[Dataset entries]
■ ■ ■ ■

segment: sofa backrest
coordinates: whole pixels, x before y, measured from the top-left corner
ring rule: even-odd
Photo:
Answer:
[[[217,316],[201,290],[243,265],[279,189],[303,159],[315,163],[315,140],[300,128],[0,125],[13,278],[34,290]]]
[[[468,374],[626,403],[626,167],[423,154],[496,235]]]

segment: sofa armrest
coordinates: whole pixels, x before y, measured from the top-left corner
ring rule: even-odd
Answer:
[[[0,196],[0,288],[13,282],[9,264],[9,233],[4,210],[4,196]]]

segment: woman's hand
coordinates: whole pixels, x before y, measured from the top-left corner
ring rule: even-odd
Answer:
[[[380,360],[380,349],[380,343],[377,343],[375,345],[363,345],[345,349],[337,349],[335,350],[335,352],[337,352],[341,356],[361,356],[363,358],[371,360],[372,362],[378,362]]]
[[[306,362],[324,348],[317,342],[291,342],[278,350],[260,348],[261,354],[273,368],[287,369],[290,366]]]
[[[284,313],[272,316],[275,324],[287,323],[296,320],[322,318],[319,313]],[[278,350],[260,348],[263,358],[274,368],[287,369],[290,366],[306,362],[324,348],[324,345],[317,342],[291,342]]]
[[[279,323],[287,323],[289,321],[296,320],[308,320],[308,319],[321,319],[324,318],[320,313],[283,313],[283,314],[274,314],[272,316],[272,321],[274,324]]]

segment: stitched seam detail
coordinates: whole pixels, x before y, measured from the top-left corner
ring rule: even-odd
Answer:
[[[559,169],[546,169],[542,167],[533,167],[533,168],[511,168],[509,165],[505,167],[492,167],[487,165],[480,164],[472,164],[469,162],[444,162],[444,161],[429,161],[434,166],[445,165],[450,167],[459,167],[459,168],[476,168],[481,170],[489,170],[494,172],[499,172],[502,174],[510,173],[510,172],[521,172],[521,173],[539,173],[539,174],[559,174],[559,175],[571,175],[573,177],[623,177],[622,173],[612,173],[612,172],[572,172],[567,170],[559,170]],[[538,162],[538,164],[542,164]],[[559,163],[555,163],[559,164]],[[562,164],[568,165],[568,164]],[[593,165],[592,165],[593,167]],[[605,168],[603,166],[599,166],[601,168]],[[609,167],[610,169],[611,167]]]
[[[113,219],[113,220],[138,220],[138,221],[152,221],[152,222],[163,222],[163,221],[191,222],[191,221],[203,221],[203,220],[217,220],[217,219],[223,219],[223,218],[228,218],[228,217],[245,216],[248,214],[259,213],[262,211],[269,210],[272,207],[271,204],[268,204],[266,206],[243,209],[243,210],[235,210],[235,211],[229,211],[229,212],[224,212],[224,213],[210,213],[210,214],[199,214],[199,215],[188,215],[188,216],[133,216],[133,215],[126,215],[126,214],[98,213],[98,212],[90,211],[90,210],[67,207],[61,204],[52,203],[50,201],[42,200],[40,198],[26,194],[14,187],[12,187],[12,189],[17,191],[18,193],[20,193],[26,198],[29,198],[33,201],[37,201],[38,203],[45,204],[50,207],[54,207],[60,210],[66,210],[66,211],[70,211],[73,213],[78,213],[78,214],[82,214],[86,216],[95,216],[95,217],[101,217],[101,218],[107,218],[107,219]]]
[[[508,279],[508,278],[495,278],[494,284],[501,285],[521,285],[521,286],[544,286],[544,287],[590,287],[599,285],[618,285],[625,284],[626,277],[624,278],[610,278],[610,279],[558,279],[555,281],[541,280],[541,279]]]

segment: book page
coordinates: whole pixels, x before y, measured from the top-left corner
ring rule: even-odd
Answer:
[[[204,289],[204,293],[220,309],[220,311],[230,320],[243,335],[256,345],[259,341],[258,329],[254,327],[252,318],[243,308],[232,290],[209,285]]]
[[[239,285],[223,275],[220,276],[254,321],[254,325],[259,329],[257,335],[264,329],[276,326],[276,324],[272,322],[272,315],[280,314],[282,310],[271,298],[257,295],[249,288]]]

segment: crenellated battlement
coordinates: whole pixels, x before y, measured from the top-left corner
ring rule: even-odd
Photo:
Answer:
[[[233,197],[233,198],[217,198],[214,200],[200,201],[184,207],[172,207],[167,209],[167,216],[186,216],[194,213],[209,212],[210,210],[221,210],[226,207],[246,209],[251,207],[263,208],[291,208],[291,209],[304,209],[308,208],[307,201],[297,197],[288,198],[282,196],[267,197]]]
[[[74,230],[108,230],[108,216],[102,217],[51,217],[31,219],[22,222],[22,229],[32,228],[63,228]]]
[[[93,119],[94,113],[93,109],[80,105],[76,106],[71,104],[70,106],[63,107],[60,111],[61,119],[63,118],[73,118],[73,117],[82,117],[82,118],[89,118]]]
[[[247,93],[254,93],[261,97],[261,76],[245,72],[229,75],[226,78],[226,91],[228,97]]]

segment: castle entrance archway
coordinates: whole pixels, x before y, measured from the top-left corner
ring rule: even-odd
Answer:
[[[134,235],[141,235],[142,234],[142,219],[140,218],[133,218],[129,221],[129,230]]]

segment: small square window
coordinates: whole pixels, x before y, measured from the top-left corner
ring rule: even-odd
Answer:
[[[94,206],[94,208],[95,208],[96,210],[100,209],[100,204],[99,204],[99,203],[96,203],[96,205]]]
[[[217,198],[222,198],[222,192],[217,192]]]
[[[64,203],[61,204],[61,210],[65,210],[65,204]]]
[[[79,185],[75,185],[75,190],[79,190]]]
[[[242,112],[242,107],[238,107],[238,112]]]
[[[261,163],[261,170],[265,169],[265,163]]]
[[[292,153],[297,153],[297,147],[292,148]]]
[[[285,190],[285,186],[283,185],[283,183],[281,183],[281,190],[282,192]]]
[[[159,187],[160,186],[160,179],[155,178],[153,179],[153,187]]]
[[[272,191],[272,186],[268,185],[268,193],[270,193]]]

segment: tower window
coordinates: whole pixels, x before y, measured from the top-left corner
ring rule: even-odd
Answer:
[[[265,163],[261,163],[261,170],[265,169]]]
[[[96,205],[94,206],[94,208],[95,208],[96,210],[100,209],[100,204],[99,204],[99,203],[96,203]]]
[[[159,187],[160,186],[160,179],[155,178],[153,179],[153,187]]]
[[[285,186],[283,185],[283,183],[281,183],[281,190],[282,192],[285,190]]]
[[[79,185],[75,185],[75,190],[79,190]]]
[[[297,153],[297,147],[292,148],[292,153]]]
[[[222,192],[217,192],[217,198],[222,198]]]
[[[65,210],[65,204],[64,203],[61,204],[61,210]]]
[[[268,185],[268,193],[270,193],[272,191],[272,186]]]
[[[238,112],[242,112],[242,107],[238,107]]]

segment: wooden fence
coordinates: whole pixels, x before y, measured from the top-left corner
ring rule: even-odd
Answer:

■ ■ ■ ■

Exercise -> The task calls for all the records above to be repeated exactly.

Solution to this exercise ->
segment: sofa backrest
coordinates: whole pixels, x before y, measured from the top-left corner
ring rule: even-odd
Photo:
Answer:
[[[217,316],[201,290],[243,265],[279,189],[303,159],[315,163],[315,140],[300,128],[0,125],[13,278],[34,290]]]
[[[468,374],[626,403],[626,167],[423,154],[496,235]]]

segment: sofa armrest
coordinates: whole pixels, x before y, measured from the top-left corner
ring rule: even-odd
Answer:
[[[0,196],[0,288],[13,282],[9,264],[9,233],[4,210],[4,196]]]

segment: woman's hand
coordinates: whole pixels, x before y, measured from the top-left corner
ring rule: even-odd
Answer:
[[[380,360],[380,349],[380,343],[377,343],[375,345],[363,345],[345,349],[337,349],[335,350],[335,352],[337,352],[341,356],[361,356],[363,358],[371,360],[372,362],[378,362]]]
[[[306,362],[324,348],[317,342],[291,342],[278,350],[260,348],[261,354],[273,368],[287,369],[290,366]]]
[[[284,313],[272,316],[275,324],[287,323],[296,320],[322,318],[319,313]],[[278,350],[260,348],[263,358],[274,368],[287,369],[290,366],[306,362],[324,348],[324,345],[317,342],[291,342]]]
[[[279,323],[287,323],[289,321],[296,320],[308,320],[308,319],[321,319],[324,318],[320,313],[283,313],[283,314],[274,314],[272,316],[272,321],[274,324]]]

segment: stitched seam detail
coordinates: whole pixels, x before y, measured from the top-left corner
ring rule: even-odd
Answer:
[[[559,169],[546,169],[542,167],[533,167],[533,168],[511,168],[509,165],[505,167],[492,167],[487,165],[480,164],[472,164],[469,162],[444,162],[444,161],[429,161],[434,166],[445,165],[450,167],[459,167],[459,168],[476,168],[481,170],[489,170],[494,172],[499,172],[502,174],[510,173],[510,172],[521,172],[521,173],[539,173],[539,174],[559,174],[559,175],[571,175],[573,177],[623,177],[622,173],[612,173],[612,172],[572,172],[567,170],[559,170]],[[538,162],[538,164],[542,164]],[[559,163],[555,163],[559,164]],[[562,164],[568,165],[568,164]],[[593,165],[592,165],[593,167]],[[605,168],[603,166],[599,166],[601,168]],[[609,167],[610,169],[611,167]]]
[[[113,219],[113,220],[138,220],[138,221],[152,221],[152,222],[163,222],[163,221],[191,222],[191,221],[203,221],[203,220],[217,220],[217,219],[223,219],[223,218],[228,218],[228,217],[245,216],[248,214],[259,213],[262,211],[269,210],[272,207],[271,204],[268,204],[266,206],[243,209],[243,210],[235,210],[235,211],[229,211],[229,212],[224,212],[224,213],[210,213],[210,214],[199,214],[199,215],[188,215],[188,216],[133,216],[133,215],[126,215],[126,214],[98,213],[98,212],[90,211],[90,210],[67,207],[61,204],[52,203],[50,201],[42,200],[40,198],[26,194],[14,187],[12,187],[12,189],[17,191],[18,193],[20,193],[26,198],[29,198],[33,201],[37,201],[38,203],[45,204],[50,207],[54,207],[60,210],[66,210],[66,211],[70,211],[73,213],[78,213],[78,214],[82,214],[86,216],[95,216],[95,217],[101,217],[101,218],[107,218],[107,219]]]
[[[508,279],[508,278],[495,278],[494,284],[501,285],[521,285],[521,286],[544,286],[544,287],[590,287],[599,285],[618,285],[625,284],[626,277],[624,278],[610,278],[610,279],[558,279],[555,281],[541,280],[541,279]]]

segment: book page
coordinates: whole pixels, x before y, measured from the top-left corner
ring rule: even-odd
Answer:
[[[204,289],[204,293],[220,309],[220,311],[230,320],[243,335],[256,345],[259,341],[258,329],[254,327],[252,318],[243,308],[232,290],[209,285]]]
[[[239,285],[223,275],[220,276],[254,321],[254,325],[259,329],[257,335],[264,329],[276,326],[276,324],[272,322],[272,315],[280,314],[282,310],[271,298],[257,295],[249,288]]]

segment: crenellated battlement
coordinates: whole pixels, x before y, measured from the top-left corner
ring rule: even-odd
Photo:
Answer:
[[[233,197],[233,198],[217,198],[214,200],[200,201],[184,207],[172,207],[167,209],[167,216],[186,216],[194,213],[209,212],[210,210],[221,210],[226,207],[246,209],[251,207],[263,208],[291,208],[291,209],[304,209],[308,208],[307,201],[297,197],[288,198],[282,196],[267,197]]]
[[[74,230],[108,230],[108,216],[102,217],[51,217],[31,219],[22,222],[22,229],[32,228],[63,228]]]
[[[93,119],[94,113],[93,109],[80,105],[76,106],[71,104],[70,106],[63,107],[60,111],[61,119],[63,118],[73,118],[73,117],[82,117],[82,118],[89,118]]]
[[[247,93],[254,93],[261,97],[261,76],[245,72],[229,75],[226,78],[226,91],[228,97]]]

segment: castle entrance archway
coordinates: whole pixels, x before y, measured from the top-left corner
ring rule: even-odd
Answer:
[[[134,235],[141,235],[142,234],[142,219],[140,218],[133,218],[129,221],[129,230]]]

segment: small square window
coordinates: whole pixels, x before y, measured from the top-left corner
ring rule: even-odd
Answer:
[[[94,206],[94,208],[95,208],[96,210],[100,209],[100,204],[99,204],[99,203],[96,203],[96,205]]]
[[[217,198],[222,198],[222,192],[217,192]]]
[[[64,203],[61,204],[61,210],[65,210],[65,204]]]
[[[79,185],[75,185],[75,190],[79,190]]]
[[[242,112],[242,107],[238,107],[238,112]]]
[[[261,163],[261,170],[265,169],[265,163]]]
[[[292,153],[297,153],[297,147],[292,148]]]
[[[285,190],[285,186],[283,185],[283,183],[281,183],[281,190],[282,192]]]
[[[159,187],[160,186],[160,179],[155,178],[153,179],[153,187]]]
[[[272,191],[272,186],[268,185],[268,193],[270,193]]]

segment: tower window
coordinates: whole pixels, x before y, measured from the top-left corner
ring rule: even-odd
Answer:
[[[265,163],[261,163],[261,170],[265,169]]]
[[[96,205],[94,206],[94,208],[95,208],[96,210],[100,209],[100,204],[99,204],[99,203],[96,203]]]
[[[159,187],[160,186],[160,179],[155,178],[153,179],[153,187]]]
[[[285,186],[283,185],[283,183],[281,183],[281,190],[282,192],[285,190]]]
[[[79,185],[75,185],[75,190],[79,190]]]
[[[297,153],[297,147],[292,148],[292,153]]]
[[[222,192],[217,192],[217,198],[222,198]]]
[[[65,210],[65,204],[64,203],[61,204],[61,210]]]
[[[268,185],[268,193],[270,193],[272,191],[272,186]]]
[[[238,112],[242,112],[242,107],[238,107]]]

segment: wooden fence
coordinates: whole pixels, x before y, measured from the top-left corner
ring rule: even-odd
Answer:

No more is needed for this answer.